SOURCE EXTRACT →
+ + + +

This article was from yesterday ..... talks about T-Mac's bad back.
http://www.philly.com/mld/philly/spo...l/13573426.htm
On the NBA | Waiting for help, McGrady holds on
Yao Ming is gone, and maybe the postseason as well.
By David Aldridge
Inquirer Staff Writer
For Tracy McGrady, there's this awful feeling of déjÀ vu.
He plays, a heralded teammate gets hurt, he plays harder, his back revolts, he can't play, the teammate comes back, but they're never together at the same time.
Remember Toronto, where McGrady short-circuited a potential decade with his cousin, Vince Carter, to bolt to Orlando and its $93 million free-agent contract in 2000?
Or Orlando, where McGrady waited and waited for Grant Hill without resolution?
So it is again for McGrady these days in Houston. Yao Ming's toe is all messed up, and he's going to be out for six weeks. Which leaves McGrady alone in trying to pull the Rockets out of a horrible hole that's left them well in the back of the pack in the Western Conference.

+ + + +

REQUIRED ACTIONS →
A. Translate this sentence from the McGrady article into Spanish: "Yao Ming's toe is all messed up, and he's going to be out for six weeks."
B. Name everyone the McGrady article mentions, apart from the writer of the piece.
C. Summarize the McGrady article in two sentences.
Rely only on the McGrady article.

+ + + +

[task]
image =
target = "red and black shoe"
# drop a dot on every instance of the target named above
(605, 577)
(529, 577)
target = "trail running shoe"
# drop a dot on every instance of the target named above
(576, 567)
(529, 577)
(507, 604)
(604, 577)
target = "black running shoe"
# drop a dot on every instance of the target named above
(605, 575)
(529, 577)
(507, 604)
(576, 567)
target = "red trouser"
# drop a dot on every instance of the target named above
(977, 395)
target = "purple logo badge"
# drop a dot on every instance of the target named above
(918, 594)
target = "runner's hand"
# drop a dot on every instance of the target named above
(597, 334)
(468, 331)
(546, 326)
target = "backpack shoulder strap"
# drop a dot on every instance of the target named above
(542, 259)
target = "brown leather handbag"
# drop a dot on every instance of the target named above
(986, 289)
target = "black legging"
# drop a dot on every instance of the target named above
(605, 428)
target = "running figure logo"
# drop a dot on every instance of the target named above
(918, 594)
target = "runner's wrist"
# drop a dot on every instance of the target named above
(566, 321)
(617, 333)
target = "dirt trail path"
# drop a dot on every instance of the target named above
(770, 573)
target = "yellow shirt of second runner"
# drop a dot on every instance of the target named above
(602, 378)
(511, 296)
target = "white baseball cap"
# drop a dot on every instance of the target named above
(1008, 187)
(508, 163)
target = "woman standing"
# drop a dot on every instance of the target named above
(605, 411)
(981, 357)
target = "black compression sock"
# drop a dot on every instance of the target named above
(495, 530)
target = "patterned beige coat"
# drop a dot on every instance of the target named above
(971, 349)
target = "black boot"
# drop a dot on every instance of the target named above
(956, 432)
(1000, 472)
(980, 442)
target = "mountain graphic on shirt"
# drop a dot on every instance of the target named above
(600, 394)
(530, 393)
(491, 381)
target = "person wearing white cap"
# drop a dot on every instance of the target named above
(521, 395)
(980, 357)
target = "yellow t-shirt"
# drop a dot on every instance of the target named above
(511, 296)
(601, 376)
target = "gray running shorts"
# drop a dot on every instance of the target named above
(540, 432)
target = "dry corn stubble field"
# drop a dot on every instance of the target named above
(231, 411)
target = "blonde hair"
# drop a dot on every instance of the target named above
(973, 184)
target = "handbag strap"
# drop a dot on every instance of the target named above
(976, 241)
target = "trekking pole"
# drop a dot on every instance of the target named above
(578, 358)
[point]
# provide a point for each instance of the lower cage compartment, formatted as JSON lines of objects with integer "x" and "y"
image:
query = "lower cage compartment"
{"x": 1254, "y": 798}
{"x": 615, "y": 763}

+ + + +

WRITTEN ANSWERS →
A. El dedo del pie de Yao Ming está muy lastimado, y va a estar fuera durante seis semanas.

B. Tracy McGrady, Yao Ming, Vince Carter, Grant Hill

C. Tracy McGrady is reliving a familiar pattern of never playing alongside a heralded teammate, as in Toronto, where he left his cousin Vince Carter, and Orlando, where he waited in vain for Grant Hill. With Yao Ming out for six weeks with a toe injury, McGrady is left alone trying to pull the Rockets out of a deep hole in the Western Conference.